[Entries from a pointing dataset]
------------------------------------------------------------------------

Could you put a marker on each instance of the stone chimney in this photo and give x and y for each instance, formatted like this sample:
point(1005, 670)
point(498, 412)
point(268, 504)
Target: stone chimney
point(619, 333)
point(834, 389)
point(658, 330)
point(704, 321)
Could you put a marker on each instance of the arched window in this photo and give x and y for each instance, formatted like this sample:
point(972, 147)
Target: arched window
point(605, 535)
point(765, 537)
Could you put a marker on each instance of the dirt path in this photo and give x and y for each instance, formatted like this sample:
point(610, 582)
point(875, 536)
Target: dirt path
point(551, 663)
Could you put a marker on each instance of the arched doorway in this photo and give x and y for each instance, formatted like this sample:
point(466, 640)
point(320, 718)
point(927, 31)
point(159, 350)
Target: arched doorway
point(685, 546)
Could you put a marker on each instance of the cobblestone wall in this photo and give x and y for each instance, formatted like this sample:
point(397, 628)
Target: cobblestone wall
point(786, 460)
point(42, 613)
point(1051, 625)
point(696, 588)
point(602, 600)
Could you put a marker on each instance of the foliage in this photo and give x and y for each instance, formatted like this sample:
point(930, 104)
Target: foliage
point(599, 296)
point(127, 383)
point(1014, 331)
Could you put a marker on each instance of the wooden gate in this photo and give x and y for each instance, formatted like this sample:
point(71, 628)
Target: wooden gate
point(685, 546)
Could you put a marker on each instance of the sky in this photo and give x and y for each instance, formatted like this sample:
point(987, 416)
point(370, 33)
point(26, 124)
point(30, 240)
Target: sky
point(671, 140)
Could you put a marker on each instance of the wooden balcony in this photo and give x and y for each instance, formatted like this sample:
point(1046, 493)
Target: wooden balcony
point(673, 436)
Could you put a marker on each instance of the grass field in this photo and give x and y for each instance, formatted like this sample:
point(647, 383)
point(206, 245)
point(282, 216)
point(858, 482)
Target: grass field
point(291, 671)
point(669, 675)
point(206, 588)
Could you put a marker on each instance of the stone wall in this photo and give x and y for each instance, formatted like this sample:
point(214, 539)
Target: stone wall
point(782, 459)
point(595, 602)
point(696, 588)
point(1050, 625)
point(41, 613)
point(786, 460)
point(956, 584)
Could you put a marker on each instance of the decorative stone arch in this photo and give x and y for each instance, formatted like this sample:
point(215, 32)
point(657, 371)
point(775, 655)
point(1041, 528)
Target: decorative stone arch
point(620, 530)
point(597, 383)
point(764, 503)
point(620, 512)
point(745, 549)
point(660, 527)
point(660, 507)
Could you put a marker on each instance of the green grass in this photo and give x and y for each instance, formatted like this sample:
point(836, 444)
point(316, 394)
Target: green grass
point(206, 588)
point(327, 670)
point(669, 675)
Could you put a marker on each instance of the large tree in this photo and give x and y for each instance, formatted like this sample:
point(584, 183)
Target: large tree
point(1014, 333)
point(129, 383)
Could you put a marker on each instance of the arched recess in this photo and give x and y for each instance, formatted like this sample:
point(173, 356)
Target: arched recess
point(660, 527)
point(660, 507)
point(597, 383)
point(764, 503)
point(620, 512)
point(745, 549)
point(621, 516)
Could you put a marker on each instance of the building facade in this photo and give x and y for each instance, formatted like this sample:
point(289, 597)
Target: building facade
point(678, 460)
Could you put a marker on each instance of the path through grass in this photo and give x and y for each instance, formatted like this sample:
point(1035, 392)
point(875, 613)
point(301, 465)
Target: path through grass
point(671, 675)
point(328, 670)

------------------------------------------------------------------------

Objective - Rescale the records between the lines holding "Could you put a marker on each instance of the grass" and "point(956, 584)", inclusive, giving all of those lines again with the requests and their format samples unchanged. Multiply every answer coordinate by 0.25 and round to whole numbers, with halves rounded up.

Result of the task -
Could you put a marker on each instance of the grass field in this photo and give x and y for each instance, formatted like this sample:
point(647, 383)
point(206, 245)
point(282, 216)
point(858, 482)
Target: grass field
point(73, 168)
point(167, 169)
point(52, 147)
Could you put a marker on each instance of the stone wall in this photo and give x and y for each instance, formatted like this sample:
point(214, 539)
Target: stone wall
point(196, 115)
point(149, 151)
point(174, 147)
point(263, 156)
point(10, 153)
point(197, 115)
point(239, 146)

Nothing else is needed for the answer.